[DOCUMENT]:
____

Re: [Pvfs2-developers] pvfs2-client-core behavior on failed remount

Michael Moore Mon, 08 Feb 2010 11:11:03 -0800

Attached is the cvs diff with the requested flags. I noticed how useless 
the previous patch format I used was when I was applying the cancel I/O 
patch :)


It does lead to a pvfs2-client-core restart loop if the connection to 
server never comes back. However, the loop will be tempered by the 
BMI timeout and retry counts so it should be a reasonably long loop (I 
don't recall the defaults off hand, but should only be every couple 
minutes).

Michael

On Mon, Feb 08, 2010 at 01:51:16PM -0500, Phil Carns wrote:
> Hi Michael,
> 
> Could you regenerate this patch with "diff -Naupr"  (or "cvs diff 
> -Naup")?  The -u in particular makes it a little easier to read/apply.
> 
> I think this is the same issue as described in this open trac entry, 
> which would be great to knock out:
> 
> https://trac.mcs.anl.gov/projects/pvfs/ticket/66
> 
> I haven't traced through the code yet to look myself, but is there any 
> chance of the pvfs2-client-core getting stuck in a restart loop?
> 
> -Phil
> 
> Michael Moore wrote:
> > Attached is a patch against head for the issue. The comments largely
> > describe what's going on. If pvfs2-client-core is re-started due to a
> > segfault with a previously mounted PVFS filesystem any requests will
> > cause the process to spin.

____

Stored entries
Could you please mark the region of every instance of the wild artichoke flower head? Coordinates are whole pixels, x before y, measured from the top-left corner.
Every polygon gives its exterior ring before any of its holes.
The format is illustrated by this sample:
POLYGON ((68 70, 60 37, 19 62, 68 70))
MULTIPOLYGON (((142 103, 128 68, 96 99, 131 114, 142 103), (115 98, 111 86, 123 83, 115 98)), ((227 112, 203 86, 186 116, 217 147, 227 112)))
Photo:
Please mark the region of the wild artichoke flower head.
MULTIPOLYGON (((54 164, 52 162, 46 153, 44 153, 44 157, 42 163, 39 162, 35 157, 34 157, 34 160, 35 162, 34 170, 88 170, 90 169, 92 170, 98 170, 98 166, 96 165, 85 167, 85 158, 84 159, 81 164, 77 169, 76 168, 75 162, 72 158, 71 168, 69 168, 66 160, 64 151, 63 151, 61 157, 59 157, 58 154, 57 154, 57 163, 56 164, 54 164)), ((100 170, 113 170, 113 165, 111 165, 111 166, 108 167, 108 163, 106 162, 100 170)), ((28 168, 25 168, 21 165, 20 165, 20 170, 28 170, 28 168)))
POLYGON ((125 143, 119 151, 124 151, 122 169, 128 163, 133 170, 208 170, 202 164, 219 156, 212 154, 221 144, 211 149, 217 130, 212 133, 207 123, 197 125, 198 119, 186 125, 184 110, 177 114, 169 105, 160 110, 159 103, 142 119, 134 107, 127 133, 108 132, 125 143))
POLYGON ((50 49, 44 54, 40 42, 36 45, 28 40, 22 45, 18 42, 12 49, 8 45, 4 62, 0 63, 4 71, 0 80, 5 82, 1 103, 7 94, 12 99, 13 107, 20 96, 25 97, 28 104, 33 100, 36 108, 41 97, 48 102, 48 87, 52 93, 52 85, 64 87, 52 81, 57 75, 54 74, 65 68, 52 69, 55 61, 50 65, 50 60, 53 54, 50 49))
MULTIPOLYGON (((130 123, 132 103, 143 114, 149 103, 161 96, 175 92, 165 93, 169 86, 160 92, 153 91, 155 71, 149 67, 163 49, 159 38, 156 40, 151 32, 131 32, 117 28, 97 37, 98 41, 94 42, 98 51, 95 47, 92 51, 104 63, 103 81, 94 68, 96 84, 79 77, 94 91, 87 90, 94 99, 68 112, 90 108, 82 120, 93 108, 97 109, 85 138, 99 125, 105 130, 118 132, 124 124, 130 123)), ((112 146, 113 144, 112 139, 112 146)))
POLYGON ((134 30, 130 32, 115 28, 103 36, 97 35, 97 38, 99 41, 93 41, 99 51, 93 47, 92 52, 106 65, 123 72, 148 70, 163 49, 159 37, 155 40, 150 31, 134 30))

____

[SHORT TASK 1]: Return the passage of the pvfs2-client-core thread that begins at the words "On Mon, Feb" and stops after "a restart loop?", copied exactly.
[SHORT TASK 2]:
Using the pvfs2-client-core thread, decide whether each statement agrees with it. Answer yes or no, and quote the deciding words.
(a) Phil says the -u flag makes a patch easier to read and apply.
(b) Michael expects the restart loop to repeat every few seconds.
(c) Michael's first patch was made against head.

[CORRECT RESPONSE 1]:
On Mon, Feb 08, 2010 at 01:51:16PM -0500, Phil Carns wrote:
> Hi Michael,
> 
> Could you regenerate this patch with "diff -Naupr"  (or "cvs diff 
> -Naup")?  The -u in particular makes it a little easier to read/apply.
> 
> I think this is the same issue as described in this open trac entry, 
> which would be great to knock out:
> 
> https://trac.mcs.anl.gov/projects/pvfs/ticket/66
> 
> I haven't traced through the code yet to look myself, but is there any 
> chance of the pvfs2-client-core getting stuck in a restart loop?

[CORRECT RESPONSE 2]:
(a) Yes: "The -u in particular makes it a little easier to read/apply."
(b) No: "should only be every couple minutes"
(c) Yes: "Attached is a patch against head for the issue."